Records for processing:
══════════════════════════════
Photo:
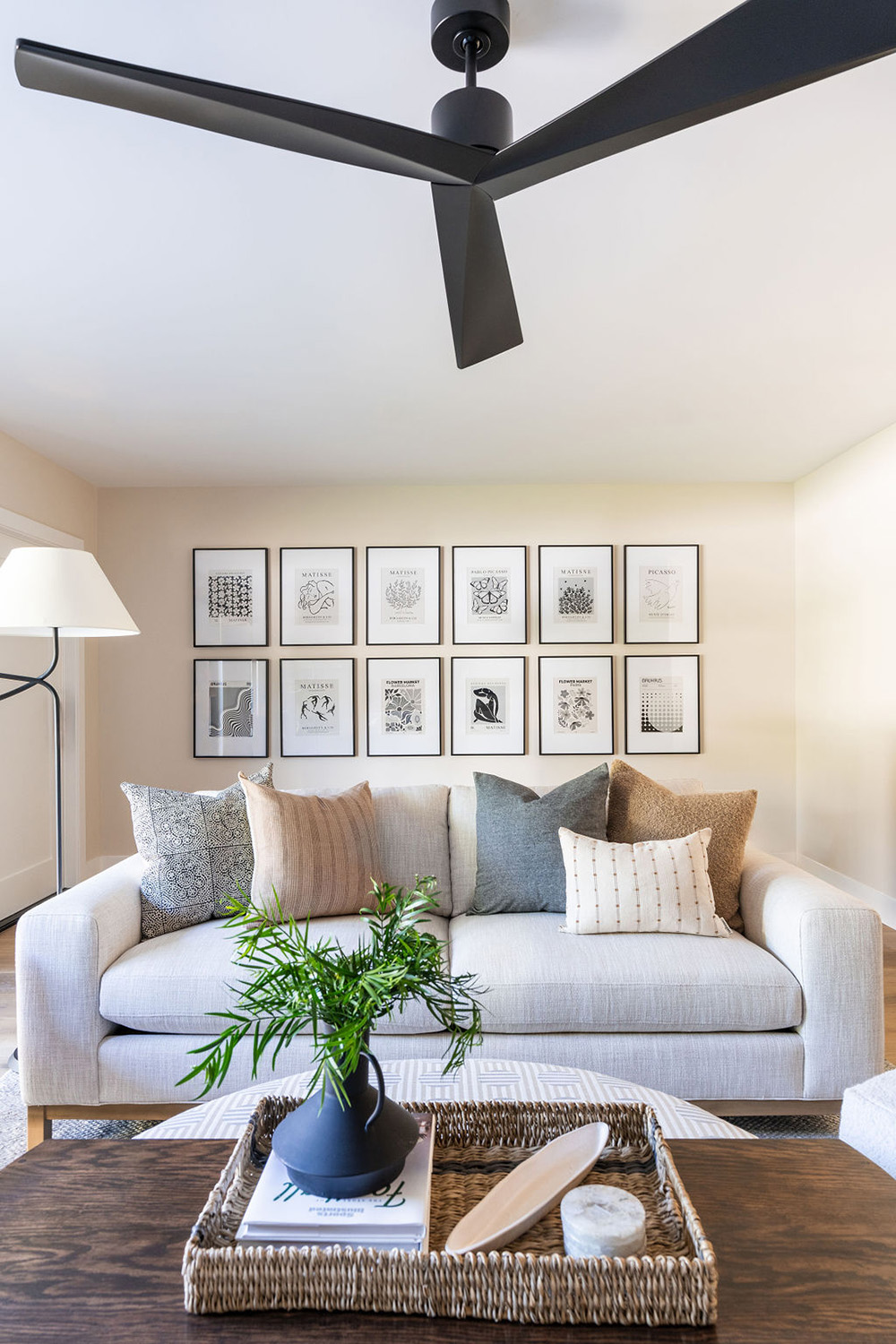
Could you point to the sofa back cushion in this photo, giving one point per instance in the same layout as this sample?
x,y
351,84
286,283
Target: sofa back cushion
x,y
413,835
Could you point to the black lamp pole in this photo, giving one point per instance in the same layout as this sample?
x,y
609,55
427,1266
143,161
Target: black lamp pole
x,y
26,683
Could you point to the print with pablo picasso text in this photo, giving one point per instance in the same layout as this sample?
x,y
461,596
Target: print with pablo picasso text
x,y
230,710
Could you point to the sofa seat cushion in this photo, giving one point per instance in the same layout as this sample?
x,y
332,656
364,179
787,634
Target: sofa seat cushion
x,y
541,980
171,984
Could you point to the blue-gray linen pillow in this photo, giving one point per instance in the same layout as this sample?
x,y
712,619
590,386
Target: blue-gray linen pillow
x,y
519,860
198,851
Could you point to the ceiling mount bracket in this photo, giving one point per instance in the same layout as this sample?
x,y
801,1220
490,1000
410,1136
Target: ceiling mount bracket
x,y
452,27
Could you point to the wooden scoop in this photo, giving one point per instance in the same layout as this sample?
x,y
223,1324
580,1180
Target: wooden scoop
x,y
525,1195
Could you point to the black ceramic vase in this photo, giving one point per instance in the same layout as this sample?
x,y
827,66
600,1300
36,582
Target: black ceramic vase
x,y
341,1150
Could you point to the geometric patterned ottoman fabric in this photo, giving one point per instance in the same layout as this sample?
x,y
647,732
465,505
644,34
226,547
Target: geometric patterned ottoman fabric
x,y
477,1080
198,851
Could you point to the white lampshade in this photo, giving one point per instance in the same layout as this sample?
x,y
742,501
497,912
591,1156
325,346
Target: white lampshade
x,y
47,586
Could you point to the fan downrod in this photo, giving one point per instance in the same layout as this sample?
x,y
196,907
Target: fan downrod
x,y
487,21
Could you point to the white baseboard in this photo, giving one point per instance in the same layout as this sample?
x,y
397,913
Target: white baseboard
x,y
23,889
879,900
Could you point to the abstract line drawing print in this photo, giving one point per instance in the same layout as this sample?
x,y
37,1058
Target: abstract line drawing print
x,y
487,707
317,709
575,704
317,593
661,593
489,596
230,596
573,594
402,596
661,704
403,706
230,710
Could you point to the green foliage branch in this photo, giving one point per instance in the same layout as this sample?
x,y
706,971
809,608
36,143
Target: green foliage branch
x,y
295,984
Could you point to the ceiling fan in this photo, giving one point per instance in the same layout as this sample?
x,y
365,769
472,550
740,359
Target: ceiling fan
x,y
761,48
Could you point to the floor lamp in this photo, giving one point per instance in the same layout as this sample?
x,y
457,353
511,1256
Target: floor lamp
x,y
56,593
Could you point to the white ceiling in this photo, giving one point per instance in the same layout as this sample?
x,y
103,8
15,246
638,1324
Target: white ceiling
x,y
183,308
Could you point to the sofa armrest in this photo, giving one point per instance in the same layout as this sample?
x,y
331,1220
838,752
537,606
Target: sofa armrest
x,y
831,943
64,946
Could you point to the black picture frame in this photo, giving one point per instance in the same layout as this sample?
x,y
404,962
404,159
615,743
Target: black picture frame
x,y
231,644
352,624
642,744
668,634
320,674
263,749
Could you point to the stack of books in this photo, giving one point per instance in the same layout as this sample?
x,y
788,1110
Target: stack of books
x,y
281,1214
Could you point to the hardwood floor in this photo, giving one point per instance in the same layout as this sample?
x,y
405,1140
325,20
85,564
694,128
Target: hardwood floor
x,y
8,1005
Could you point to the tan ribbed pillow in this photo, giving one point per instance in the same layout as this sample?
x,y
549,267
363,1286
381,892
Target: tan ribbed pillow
x,y
654,886
319,855
641,809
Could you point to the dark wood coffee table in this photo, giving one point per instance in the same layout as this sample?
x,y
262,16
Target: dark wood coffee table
x,y
91,1236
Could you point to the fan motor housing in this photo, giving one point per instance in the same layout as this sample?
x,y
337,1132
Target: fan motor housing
x,y
489,21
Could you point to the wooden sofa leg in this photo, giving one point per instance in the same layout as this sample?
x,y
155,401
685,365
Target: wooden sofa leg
x,y
39,1125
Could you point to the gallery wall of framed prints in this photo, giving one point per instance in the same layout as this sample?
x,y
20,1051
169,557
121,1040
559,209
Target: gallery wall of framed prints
x,y
317,594
230,597
317,707
230,707
403,594
402,698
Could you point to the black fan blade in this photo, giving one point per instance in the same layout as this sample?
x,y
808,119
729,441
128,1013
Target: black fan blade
x,y
756,51
477,281
266,118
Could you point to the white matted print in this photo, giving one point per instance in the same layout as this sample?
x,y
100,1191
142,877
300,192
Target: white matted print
x,y
405,706
230,597
403,594
317,594
487,706
230,707
317,707
575,594
575,707
662,704
661,594
490,602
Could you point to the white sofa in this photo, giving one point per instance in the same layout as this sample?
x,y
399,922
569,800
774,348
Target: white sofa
x,y
782,1018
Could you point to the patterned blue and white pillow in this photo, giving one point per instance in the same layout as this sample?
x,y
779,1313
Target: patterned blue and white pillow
x,y
198,849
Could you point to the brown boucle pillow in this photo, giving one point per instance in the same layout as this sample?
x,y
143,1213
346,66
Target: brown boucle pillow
x,y
319,854
641,809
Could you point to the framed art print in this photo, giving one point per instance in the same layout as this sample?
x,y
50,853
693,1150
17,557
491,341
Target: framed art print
x,y
661,594
317,707
405,706
487,706
575,706
230,707
317,594
662,704
575,594
489,594
230,597
403,594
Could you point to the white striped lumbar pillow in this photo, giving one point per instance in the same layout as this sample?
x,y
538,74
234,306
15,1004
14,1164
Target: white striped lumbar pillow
x,y
653,886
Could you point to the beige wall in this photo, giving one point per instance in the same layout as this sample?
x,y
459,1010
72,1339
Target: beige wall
x,y
38,489
845,529
745,532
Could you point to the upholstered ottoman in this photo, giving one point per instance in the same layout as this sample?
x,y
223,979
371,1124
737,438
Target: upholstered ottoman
x,y
868,1120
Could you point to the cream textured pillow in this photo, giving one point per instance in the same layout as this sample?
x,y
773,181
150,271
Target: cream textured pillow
x,y
638,808
654,886
319,855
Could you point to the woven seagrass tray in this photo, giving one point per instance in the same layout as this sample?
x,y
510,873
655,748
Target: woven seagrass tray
x,y
476,1144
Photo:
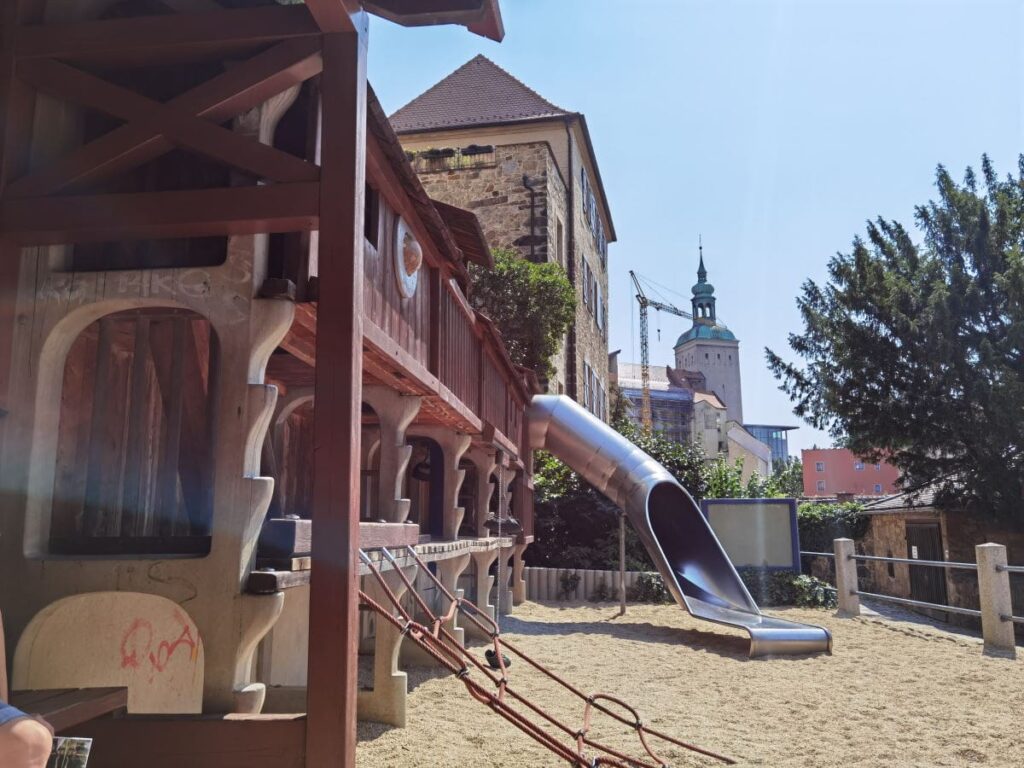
══════════════════════════════
Description of the task: Extract every line of the records above that contains the word "housing", copying each line in full.

Worked answer:
Could you point to the fan motor housing in this photo, giving one point per instance in the same layout as this sample?
Target: fan motor housing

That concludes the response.